**TRECHO DO TEXTO**
———

Após cantoras e mais cantoras talentosas aparecendo em profusão, neste que era o ano deles, de Marcelo Jeneci, SilvaWado, Cícero, Jan da Silva, Negro Léo, e outros, eis que surge a ribeirão-pretana Verônica Ferriani. Surge, modo de dizer, em 2004, ela apareceu como intérprete ao lado do violonista Chico Saraiva e desde então trabalhou com meio mundo. A novidade é o lançamento do seu primeiro álbum como autora, Porque a Boca Fala Aquilo do que o Coração tá Cheio, disponível para baixar em seu site (aqui). O disco é impressionante e vai dar pano para comparações dispensáveis do tipo “a nova Céu“.

Em turnê pelo Japão, como na música de Gilberto Gil e João Donato, a paz invandiu o coração de Verônica e ela dividiu, em entrevista por e-mail ao Virgula Música, suas impressões sobre o amor do arquipélago que sempre foi e sempre será hype quando se fala em culto à sonzeira. 

“É impressionante o quanto os japoneses ouvem jazz. Arriscaria dizer que a aproximação com a música brasileira veio através desta ponte jazz/bossa-nova, e depois veio o samba e a alegria festiva pela qual o Brasil também é conhecido, e que eu adoro. Creio que por ser uma cultura que cultiva o silêncio, de forma às vezes até religiosa, o cool jazz e a bossa nova encontraram aqui o público perfeito onde reverberarem”, afirma.

O show de lançamento em São Paulo Brasil será no dia 16, no Auditório Ibirapuera. No palco, se apresenta ao lado dos produtores do disco Marcelo Cabral e Gustavo Ruiz – que também assinam a direção musical do espetáculo -, além dos músicos Guilherme Held (guitarra), Sergio Machado (bateria) e Rodrigo Campos (guitarra e violão). Participam do show Alexandre Ribeiro (clarone), Pepe Cisneros (piano suette) e Thiago França (sax).

———

**EXTRATO DE DADOS**
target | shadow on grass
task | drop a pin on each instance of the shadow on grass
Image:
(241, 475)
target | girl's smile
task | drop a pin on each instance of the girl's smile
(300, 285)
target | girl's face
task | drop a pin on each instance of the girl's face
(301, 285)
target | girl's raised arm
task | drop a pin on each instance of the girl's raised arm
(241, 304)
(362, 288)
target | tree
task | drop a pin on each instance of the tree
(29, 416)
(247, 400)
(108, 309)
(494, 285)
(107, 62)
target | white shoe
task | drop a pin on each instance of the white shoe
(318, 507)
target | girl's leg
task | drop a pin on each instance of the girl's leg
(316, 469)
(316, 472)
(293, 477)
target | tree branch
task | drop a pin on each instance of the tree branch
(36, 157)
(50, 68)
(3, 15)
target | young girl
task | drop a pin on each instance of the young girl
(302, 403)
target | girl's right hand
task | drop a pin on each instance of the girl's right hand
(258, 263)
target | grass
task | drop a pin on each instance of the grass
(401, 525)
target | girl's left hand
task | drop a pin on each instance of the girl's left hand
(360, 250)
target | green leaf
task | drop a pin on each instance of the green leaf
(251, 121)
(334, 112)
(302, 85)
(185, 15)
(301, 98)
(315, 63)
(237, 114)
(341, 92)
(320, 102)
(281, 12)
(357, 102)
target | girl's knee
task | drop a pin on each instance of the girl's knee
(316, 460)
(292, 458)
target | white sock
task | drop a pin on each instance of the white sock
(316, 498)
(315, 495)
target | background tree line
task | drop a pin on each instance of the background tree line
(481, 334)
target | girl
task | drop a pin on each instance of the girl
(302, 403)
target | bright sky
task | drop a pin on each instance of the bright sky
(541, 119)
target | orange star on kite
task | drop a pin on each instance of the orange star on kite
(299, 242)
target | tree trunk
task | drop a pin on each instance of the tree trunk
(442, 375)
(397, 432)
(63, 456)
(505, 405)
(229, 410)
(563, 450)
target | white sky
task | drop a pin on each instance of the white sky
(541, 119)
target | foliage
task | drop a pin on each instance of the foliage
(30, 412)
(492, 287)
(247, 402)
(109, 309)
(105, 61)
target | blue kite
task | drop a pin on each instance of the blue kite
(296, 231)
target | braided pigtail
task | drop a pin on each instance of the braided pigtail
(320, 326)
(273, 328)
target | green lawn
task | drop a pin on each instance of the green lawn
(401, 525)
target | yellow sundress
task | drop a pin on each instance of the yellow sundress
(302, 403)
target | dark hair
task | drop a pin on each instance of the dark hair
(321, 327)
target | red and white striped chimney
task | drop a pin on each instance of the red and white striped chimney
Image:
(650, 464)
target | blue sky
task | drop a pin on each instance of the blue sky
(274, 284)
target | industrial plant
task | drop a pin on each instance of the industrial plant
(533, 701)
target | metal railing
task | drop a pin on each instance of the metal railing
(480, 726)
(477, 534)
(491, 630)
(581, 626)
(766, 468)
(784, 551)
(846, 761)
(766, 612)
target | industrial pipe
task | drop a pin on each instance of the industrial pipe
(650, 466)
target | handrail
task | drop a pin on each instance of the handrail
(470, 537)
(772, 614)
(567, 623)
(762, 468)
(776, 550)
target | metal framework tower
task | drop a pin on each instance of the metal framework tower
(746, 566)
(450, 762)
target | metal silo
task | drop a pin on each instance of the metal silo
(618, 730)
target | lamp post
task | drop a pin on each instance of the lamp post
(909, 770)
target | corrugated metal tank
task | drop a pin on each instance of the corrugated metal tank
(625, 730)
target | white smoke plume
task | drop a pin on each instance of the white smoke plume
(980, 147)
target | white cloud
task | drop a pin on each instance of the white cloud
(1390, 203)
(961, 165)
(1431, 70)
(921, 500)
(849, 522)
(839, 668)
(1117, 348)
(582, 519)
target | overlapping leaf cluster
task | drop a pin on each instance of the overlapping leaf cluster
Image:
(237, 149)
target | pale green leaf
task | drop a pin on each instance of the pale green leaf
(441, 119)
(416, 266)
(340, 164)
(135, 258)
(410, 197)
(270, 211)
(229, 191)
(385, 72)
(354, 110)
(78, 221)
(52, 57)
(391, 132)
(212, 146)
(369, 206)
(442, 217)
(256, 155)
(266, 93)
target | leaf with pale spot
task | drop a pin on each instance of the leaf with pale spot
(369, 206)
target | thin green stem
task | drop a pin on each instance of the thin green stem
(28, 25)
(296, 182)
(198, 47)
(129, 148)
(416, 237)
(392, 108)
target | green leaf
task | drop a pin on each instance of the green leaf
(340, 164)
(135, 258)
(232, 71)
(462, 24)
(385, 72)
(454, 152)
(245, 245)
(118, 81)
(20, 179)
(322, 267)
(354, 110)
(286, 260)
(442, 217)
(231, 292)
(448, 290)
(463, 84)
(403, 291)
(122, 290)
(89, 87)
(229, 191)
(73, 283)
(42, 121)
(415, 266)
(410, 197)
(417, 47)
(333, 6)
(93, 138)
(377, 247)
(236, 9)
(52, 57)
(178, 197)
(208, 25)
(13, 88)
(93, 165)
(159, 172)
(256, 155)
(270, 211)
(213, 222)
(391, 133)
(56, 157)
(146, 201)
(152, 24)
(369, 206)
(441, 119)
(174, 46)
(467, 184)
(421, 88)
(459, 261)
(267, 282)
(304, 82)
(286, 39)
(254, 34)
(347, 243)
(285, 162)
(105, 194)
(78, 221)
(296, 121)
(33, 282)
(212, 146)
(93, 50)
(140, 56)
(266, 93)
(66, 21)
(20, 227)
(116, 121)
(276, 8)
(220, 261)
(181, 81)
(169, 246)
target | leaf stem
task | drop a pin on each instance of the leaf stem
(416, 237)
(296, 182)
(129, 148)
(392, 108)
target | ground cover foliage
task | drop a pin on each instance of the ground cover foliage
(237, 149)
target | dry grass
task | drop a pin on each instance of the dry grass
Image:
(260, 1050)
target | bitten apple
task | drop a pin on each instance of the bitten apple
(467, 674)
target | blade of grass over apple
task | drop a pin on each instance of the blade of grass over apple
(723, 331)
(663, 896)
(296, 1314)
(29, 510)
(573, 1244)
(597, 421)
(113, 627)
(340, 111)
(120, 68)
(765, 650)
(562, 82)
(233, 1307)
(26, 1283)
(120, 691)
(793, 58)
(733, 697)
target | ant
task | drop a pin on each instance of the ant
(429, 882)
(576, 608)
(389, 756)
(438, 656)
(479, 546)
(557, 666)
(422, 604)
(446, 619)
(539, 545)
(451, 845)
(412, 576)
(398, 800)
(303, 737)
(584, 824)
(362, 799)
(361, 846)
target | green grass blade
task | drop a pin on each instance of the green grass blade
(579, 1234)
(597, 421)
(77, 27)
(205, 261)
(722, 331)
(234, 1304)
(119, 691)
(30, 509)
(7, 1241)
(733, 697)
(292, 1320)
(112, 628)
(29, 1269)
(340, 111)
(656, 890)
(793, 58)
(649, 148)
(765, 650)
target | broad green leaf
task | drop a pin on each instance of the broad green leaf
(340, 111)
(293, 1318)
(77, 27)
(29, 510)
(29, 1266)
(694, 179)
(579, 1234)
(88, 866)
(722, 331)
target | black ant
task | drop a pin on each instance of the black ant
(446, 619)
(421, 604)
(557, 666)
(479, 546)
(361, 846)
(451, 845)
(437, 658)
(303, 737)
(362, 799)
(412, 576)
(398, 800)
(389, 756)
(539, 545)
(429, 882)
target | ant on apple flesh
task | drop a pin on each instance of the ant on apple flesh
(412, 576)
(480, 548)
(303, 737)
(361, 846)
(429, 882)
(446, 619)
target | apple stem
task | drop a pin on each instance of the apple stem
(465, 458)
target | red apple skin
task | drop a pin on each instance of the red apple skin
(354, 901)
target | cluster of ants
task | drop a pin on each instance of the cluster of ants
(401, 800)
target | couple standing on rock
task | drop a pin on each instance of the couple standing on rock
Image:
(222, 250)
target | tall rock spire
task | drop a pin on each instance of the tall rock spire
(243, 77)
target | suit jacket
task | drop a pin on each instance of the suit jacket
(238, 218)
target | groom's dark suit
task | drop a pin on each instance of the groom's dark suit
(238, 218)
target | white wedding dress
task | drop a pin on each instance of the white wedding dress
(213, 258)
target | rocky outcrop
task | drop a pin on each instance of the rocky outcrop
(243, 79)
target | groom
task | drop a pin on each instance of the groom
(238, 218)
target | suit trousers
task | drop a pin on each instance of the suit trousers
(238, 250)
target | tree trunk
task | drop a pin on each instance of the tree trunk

———

**ENUNCIADO**
Responda com base no trecho do texto:
(a) Em que ano Verônica Ferriani apareceu como intérprete, e ao lado de quem?
(b) Segundo Verônica, por meio de que ponte veio a aproximação dos japoneses com a música brasileira?
(c) Em que local e em que dia será o show de lançamento em São Paulo?

**RESULTADO DO EXERCÍCIO**
(a) Em 2004, ao lado do violonista Chico Saraiva.
(b) Pela ponte jazz/bossa-nova.
(c) No Auditório Ibirapuera, no dia 16.